**Stated goal:** Gather every line of the records that contains the string "banner", treating case as significant.

:: Data to process

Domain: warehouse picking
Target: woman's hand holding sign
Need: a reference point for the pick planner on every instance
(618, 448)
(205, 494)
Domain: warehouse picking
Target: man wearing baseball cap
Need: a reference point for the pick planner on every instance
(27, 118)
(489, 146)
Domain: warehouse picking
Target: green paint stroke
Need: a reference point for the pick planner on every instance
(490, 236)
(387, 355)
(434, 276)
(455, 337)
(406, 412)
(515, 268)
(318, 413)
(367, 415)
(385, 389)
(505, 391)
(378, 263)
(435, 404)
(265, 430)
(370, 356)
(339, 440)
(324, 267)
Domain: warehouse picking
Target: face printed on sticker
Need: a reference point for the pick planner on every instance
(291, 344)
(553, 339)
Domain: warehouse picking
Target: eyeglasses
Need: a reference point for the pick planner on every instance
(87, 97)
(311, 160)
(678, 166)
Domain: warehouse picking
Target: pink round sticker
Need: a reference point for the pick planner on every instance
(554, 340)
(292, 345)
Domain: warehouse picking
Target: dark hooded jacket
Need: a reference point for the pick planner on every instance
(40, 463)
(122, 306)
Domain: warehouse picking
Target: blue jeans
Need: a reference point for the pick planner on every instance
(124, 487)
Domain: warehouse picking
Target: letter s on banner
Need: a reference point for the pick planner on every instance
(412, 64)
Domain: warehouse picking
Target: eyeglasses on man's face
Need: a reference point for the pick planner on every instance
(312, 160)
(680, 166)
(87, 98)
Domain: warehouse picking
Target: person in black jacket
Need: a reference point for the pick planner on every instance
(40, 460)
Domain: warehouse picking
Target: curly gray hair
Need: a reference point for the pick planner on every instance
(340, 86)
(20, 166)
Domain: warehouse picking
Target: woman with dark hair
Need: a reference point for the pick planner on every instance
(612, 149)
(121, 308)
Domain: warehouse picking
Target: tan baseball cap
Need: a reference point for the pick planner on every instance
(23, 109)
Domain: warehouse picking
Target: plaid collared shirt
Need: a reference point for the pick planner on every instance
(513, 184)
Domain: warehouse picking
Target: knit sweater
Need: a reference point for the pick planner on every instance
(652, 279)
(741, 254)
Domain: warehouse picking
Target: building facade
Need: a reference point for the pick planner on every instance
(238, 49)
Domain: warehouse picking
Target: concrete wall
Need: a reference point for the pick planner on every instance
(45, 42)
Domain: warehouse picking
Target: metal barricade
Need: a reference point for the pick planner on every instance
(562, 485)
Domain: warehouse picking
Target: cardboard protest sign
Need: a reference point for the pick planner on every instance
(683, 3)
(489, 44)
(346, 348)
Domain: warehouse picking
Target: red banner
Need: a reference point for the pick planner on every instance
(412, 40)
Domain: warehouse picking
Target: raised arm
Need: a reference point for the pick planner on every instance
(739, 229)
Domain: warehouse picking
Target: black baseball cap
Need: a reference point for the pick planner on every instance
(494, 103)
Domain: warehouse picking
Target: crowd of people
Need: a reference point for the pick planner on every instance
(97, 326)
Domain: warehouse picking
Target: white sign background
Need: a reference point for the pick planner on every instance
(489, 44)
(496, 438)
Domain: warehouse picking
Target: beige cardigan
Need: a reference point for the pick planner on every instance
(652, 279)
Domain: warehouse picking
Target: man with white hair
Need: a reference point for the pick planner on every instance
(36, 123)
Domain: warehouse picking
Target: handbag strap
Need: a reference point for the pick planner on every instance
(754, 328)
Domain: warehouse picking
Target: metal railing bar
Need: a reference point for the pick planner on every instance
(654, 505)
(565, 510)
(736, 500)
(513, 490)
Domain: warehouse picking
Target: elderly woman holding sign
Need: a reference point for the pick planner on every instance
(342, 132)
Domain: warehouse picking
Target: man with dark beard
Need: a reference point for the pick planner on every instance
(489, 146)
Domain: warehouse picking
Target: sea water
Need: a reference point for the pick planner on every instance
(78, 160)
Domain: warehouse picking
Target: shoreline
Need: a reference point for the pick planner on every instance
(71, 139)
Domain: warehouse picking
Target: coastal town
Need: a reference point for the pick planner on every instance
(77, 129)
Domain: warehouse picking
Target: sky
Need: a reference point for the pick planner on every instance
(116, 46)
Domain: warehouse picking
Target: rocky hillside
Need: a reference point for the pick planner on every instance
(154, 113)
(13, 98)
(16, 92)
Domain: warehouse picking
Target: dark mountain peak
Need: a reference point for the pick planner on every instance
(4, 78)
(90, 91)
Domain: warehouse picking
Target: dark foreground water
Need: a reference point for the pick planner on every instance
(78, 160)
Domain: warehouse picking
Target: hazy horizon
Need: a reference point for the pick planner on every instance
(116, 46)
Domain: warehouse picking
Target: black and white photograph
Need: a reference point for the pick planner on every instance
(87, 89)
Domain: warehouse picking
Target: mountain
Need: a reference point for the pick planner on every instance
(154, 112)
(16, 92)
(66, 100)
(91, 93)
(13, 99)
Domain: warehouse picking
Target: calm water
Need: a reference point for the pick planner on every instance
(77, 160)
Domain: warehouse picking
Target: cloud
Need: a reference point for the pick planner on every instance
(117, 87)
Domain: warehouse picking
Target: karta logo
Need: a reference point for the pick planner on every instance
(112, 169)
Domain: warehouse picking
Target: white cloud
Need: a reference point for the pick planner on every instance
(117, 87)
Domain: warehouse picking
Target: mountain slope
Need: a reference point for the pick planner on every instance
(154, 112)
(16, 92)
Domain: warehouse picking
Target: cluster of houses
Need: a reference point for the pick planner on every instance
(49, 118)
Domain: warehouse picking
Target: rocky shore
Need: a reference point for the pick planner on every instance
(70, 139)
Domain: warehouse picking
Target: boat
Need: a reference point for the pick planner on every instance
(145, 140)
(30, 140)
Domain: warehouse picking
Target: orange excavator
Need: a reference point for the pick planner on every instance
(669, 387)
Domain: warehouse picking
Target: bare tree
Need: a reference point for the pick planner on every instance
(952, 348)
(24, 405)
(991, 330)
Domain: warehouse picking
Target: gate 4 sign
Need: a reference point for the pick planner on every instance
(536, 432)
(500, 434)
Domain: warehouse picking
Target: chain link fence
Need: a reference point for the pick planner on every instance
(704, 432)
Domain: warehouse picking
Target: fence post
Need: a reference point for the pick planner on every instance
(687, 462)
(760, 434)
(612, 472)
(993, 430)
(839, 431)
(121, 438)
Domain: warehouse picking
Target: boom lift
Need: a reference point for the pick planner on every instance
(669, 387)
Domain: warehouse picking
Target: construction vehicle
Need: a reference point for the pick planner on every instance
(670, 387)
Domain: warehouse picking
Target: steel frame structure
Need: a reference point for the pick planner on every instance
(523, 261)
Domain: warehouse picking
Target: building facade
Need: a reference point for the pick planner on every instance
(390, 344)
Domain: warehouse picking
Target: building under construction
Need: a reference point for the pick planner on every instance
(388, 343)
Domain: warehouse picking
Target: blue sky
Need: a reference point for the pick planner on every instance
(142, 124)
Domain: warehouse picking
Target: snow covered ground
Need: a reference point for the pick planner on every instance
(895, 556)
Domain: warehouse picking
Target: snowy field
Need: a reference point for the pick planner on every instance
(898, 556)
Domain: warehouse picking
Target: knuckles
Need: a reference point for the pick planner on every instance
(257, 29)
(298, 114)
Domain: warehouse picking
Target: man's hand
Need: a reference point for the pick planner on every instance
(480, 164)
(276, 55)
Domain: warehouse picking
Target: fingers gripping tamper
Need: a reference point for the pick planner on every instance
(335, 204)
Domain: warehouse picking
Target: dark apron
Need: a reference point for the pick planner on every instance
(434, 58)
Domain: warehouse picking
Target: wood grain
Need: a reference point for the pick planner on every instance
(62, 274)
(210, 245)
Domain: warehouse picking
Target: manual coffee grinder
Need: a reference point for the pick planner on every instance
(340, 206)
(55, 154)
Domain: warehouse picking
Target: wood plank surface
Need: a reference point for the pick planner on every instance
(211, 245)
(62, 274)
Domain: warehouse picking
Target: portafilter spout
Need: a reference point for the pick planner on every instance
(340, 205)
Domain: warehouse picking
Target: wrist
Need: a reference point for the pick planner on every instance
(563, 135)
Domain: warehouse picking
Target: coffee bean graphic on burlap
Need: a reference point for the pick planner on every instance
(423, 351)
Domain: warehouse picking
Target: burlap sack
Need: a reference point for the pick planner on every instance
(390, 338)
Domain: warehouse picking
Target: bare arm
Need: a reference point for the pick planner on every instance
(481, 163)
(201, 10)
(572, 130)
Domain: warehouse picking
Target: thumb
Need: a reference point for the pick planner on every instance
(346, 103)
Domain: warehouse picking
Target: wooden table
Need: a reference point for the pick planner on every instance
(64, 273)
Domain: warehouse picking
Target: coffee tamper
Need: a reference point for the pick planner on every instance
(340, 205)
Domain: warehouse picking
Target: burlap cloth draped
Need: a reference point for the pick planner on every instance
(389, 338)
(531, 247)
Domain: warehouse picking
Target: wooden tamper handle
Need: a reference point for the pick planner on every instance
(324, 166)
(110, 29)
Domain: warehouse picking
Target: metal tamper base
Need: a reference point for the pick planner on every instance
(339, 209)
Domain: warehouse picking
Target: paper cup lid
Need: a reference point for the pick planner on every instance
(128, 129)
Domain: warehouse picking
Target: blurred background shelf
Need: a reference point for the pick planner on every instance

::::

**Problem solution:**
Target: letter s on banner
Target: red banner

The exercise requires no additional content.